**GOAL OF THE EXERCISE**
Reproduce everything in the essay on cruising the Turkish coast from "The ship owner finds" down to "lips. Cheers, everybody.", word for word.

**TEXT EXCERPT**

· · · · ·

“Cruising the Coastline of Gods” by David Fromkin
SATURDAY. BODRUM. ”Let it happen”: elsewhere merely an attitude, here on the seacoast of Turkey, a way of life. “Actually, I prefer not to have lunch,” says the ship owner when a sign on the door of the restaurant I had chosen says that it’s closed. “In this heat…” he says, gesturing towards the quay, bathed in midsummer midday sunshine. We board Durukos V, the yacht I’ve chartered from him effective tomorrow morning, and sit in the shade of an awning covering the aft deck. A breeze coming off the sea cools us.
“I brought this from Istanbul,” says the ship owner, producing a tin of fresh caviar, evidence of the flourishing Turkish barter trade with neighboring Iran and Russia. The ship owner-his name is Demir Duru- piles mounds of the large grained caviar on crackers, and we munch intently. Soon, big though the tin of caviar is, we’ve emptied it. We turn to watch the passing scene. Tourists of all nations crowd the docks, the open-air restaurants, the cafes and the covered Oriental market where the members of my charter party are now on a shopping expedition.
The ship owner finds tall glasses and puts ice cubes in them. From a cupboard he takes a bottle of raki, the anise flavored Turkish spirit.
“I never drink during the day,” he says. “This isn’t drinking; it’s saying welcome aboard.”
We watch the ice transform the clear liquid into a milky fluid. Raki here, anis in Spain and France, pastis in France, ouzo in Greece, cousins all; not identical but the same in essence. Communion: a sailor at a Marseilles bar, a fisherman in a Greek island cafe, a fashion model in a millionaire’s villa in Sardinia-around the Mediterranean, in a shared moment we lift the same drink to our lips. Cheers, everybody.
The crew brings us bowls of ripe figs and slabs of goat cheese. The richness of the fruit and the pungency of the cheese are bound together by the ship owner, “it’s better that we didn’t have lunch.”

· · · · ·

**DATA SECTION**
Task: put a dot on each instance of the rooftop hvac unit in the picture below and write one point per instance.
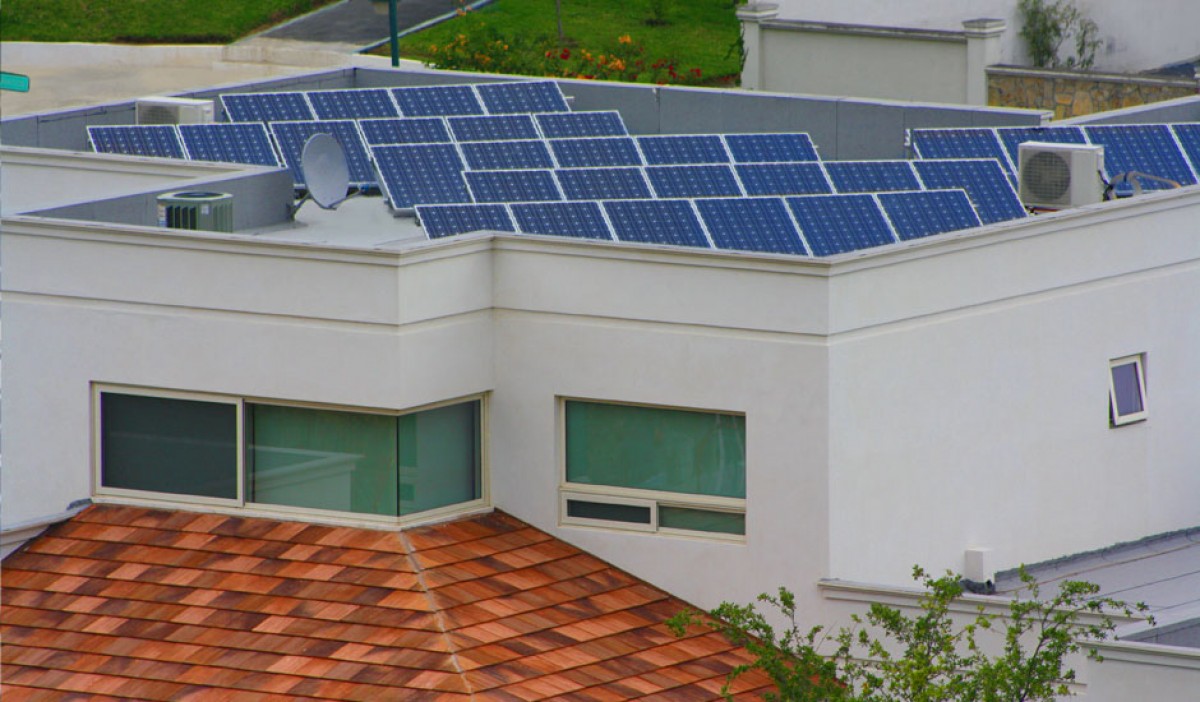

· · · · ·

**WRITTEN ANSWER**
The ship owner finds tall glasses and puts ice cubes in them. From a cupboard he takes a bottle of raki, the anise flavored Turkish spirit.
“I never drink during the day,” he says. “This isn’t drinking; it’s saying welcome aboard.”
We watch the ice transform the clear liquid into a milky fluid. Raki here, anis in Spain and France, pastis in France, ouzo in Greece, cousins all; not identical but the same in essence. Communion: a sailor at a Marseilles bar, a fisherman in a Greek island cafe, a fashion model in a millionaire’s villa in Sardinia-around the Mediterranean, in a shared moment we lift the same drink to our lips. Cheers, everybody.